__ACTIVITIES__:
[a] Return everything in the Pepsi earnings text from "Executives said supply" down to "surveyed by Refinitiv.", copied word for word.
[b] Resume the text on Pepsi's quarterly results from the point where it stops.

Pepsi shares rose less than 1% in early trading.

Executives said supply chain disruptions and inflationary pressures for labor, commodities and transportation weighed on its fiscal third-quarter results. CFO Hugh Johnston told CNBC’s “Squawk Box” the company has been raising prices on its beverages and snacks, and he expects another price hike in the fiscal first quarter of 2022.

Here’s what the company reported compared with what Wall Street was expecting, based on a survey of analysts by Refinitiv:

  • Earnings per share: $1.79 adjusted vs. $1.73 expected
  • Revenue: $20.19 billion vs. $19.39 billion expected

Net income for the quarter ended Sept. 4 came in at $2.22 billion, or $1.60 per share. That’s down from $2.29 billion, or $1.65 per share, a year earlier.

Excluding items, the food and beverage giant earned $1.79 per share, topping the $1.73 per share expected by analysts surveyed by Refinitiv.

Net sales rose 11.6% to $20.19 billion, beating expectations of $19.39 billion. The company’s organic revenue, which strips out the impact of acquisitions and divestitures, climbed 9% in the quarter.

__RAW DATA__:
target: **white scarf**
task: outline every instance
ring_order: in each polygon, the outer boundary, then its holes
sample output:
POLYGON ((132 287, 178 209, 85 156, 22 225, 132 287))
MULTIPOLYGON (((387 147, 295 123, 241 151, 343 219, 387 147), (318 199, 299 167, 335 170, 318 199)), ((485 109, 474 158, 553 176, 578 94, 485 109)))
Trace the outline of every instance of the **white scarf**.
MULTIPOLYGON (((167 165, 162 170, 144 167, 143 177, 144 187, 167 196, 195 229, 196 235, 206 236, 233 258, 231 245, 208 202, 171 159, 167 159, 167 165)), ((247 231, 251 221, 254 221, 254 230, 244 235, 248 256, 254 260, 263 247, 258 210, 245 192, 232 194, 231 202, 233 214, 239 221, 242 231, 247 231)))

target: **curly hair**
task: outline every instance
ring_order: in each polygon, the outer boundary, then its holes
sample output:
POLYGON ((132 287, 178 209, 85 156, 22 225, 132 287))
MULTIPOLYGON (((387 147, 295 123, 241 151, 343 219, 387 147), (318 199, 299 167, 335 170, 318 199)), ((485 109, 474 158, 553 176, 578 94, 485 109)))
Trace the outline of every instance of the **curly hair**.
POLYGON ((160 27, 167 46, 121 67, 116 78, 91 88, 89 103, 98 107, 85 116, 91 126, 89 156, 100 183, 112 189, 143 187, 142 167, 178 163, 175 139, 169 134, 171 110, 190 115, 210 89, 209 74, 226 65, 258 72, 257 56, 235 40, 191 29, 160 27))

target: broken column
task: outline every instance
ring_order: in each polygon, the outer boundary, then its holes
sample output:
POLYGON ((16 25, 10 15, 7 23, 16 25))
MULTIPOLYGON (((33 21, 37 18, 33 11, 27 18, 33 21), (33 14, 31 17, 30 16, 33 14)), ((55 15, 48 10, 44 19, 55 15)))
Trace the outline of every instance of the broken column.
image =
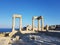
POLYGON ((12 17, 12 31, 14 31, 15 29, 15 16, 12 17))
POLYGON ((41 23, 42 23, 42 25, 41 25, 41 30, 43 31, 43 30, 44 30, 44 19, 43 19, 43 17, 42 17, 42 19, 41 19, 41 23))
POLYGON ((32 30, 34 31, 34 19, 32 18, 32 30))
POLYGON ((40 20, 38 20, 38 30, 40 31, 40 20))

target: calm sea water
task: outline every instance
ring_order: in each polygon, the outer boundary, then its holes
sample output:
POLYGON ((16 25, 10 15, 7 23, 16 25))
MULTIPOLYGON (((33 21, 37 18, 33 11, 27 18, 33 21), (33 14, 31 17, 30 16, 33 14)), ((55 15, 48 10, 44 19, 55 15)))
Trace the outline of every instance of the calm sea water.
POLYGON ((0 32, 11 32, 12 28, 0 28, 0 32))

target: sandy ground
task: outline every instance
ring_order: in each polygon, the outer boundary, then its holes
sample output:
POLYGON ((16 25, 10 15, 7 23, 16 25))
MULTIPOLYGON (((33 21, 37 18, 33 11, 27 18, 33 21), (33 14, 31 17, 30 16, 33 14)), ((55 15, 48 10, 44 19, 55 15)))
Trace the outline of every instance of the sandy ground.
POLYGON ((60 45, 60 38, 42 35, 25 35, 21 39, 12 38, 12 43, 9 43, 10 37, 1 37, 0 45, 60 45), (8 44, 9 43, 9 44, 8 44))

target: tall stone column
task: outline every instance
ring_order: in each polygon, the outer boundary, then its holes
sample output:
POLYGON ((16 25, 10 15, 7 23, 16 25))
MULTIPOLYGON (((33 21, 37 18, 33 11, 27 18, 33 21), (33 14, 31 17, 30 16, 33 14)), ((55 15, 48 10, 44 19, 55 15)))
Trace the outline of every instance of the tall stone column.
POLYGON ((32 30, 34 31, 34 19, 32 18, 32 30))
POLYGON ((42 23, 42 25, 41 25, 41 30, 43 31, 43 30, 44 30, 44 19, 43 19, 43 17, 42 17, 42 19, 41 19, 41 23, 42 23))
POLYGON ((49 27, 48 27, 48 25, 46 25, 46 31, 47 31, 47 30, 49 30, 49 27))
POLYGON ((20 28, 19 28, 19 30, 21 31, 22 30, 22 17, 20 18, 20 28))
POLYGON ((38 31, 40 31, 40 20, 38 20, 38 31))
POLYGON ((12 31, 14 31, 15 29, 15 17, 12 17, 12 31))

__PER-TASK OUTPUTS__:
[a]
Executives said supply chain disruptions and inflationary pressures for labor, commodities and transportation weighed on its fiscal third-quarter results. CFO Hugh Johnston told CNBC’s “Squawk Box” the company has been raising prices on its beverages and snacks, and he expects another price hike in the fiscal first quarter of 2022.

Here’s what the company reported compared with what Wall Street was expecting, based on a survey of analysts by Refinitiv:

  • Earnings per share: $1.79 adjusted vs. $1.73 expected
  • Revenue: $20.19 billion vs. $19.39 billion expected

Net income for the quarter ended Sept. 4 came in at $2.22 billion, or $1.60 per share. That’s down from $2.29 billion, or $1.65 per share, a year earlier.

Excluding items, the food and beverage giant earned $1.79 per share, topping the $1.73 per share expected by analysts surveyed by Refinitiv.

[b]
Pepsi’s North American beverage business reported organic revenue growth of 7% for the quarter. While the unit’s organic sales have risen 10% on a two-year basis, growth has moderated since bouncing back 21% in the prior quarter. The company said that it saw double-digit net revenue growth for its food service business, which includes sales to restaurants, stadiums and college campuses. Worldwide, the company’s away-from-home drink business is down just 10% from 2019 levels.

Frito-Lay saw its organic revenue increase by 5% as consumers maintained many of their pandemic snacking habits. Pepsi said that it gained market share in the salty and savory snack categories during the quarter.

Quaker Foods North America, which has been the most challenged of Pepsi’s business units, saw its organic revenue increase by 1%. It was the only segment to report shrinking volume, which excludes the impact of price changes, and reported the largest drop in operating profit.

For the full year, Pepsi said it expects its organic revenue to increase by 8%, up from its prior forecast of 6% growth. The company reiterated its forecast for core constant currency earnings per share of 11% growth. Analysts were forecasting full-year earnings growth of 13% and a revenue increase of 9.5%.

Looking ahead to 2022, executives said they expect organic revenue growth and core constant currency earnings per share growth to be in line with the company’s long-term objectives.